▶ _YOUR TASK_
All records given below must be printed word for word.

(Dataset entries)

******************************

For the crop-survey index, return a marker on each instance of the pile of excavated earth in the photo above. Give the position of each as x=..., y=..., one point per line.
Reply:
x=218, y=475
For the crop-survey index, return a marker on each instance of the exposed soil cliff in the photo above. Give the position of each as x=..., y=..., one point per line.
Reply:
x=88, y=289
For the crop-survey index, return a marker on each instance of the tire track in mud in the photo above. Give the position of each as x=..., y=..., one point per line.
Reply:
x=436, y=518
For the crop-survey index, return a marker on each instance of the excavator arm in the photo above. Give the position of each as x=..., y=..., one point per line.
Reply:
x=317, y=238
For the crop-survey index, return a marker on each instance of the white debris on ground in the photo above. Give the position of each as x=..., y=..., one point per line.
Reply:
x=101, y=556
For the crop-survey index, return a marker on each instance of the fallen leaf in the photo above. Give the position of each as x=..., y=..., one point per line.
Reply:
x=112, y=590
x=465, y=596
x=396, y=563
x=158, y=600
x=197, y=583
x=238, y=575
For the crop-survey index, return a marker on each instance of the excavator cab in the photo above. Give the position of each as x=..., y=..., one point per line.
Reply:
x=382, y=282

******************************

▶ _RESULT FOR THIS EXERCISE_
For the crop-survey index, return a marker on each instance of the pile of excavated earth in the photo above. Give the position of each as x=..., y=..., one point per line.
Reply:
x=218, y=475
For the crop-survey index, return a marker on each instance of the exposed soil cliff in the photo above. Give the position of each as x=..., y=..., one point per line.
Reply:
x=88, y=289
For the crop-survey index, return a marker on each instance of the tire track in mud in the photo above. Give the position of each as x=..., y=..., one point per line.
Reply:
x=436, y=518
For the crop-survey index, return a marker on each instance of the excavator arm in the photo above. Give the position of each as x=..., y=..., one point per line.
Reply:
x=317, y=238
For the crop-survey index, return a marker on each instance of the white debris on ground in the photo above. Give the position of each as x=..., y=..., one point per line.
Reply:
x=101, y=556
For the crop-survey index, return a marker on each instance of the fallen leaf in the photo above. Give the position of each as x=..., y=..., one point per line.
Reply:
x=112, y=590
x=465, y=596
x=396, y=563
x=158, y=600
x=197, y=583
x=238, y=575
For the crop-survey index, return a marker on each instance of the excavator cab in the photo above. Give the position of each as x=..., y=..., one point per line.
Reply:
x=382, y=282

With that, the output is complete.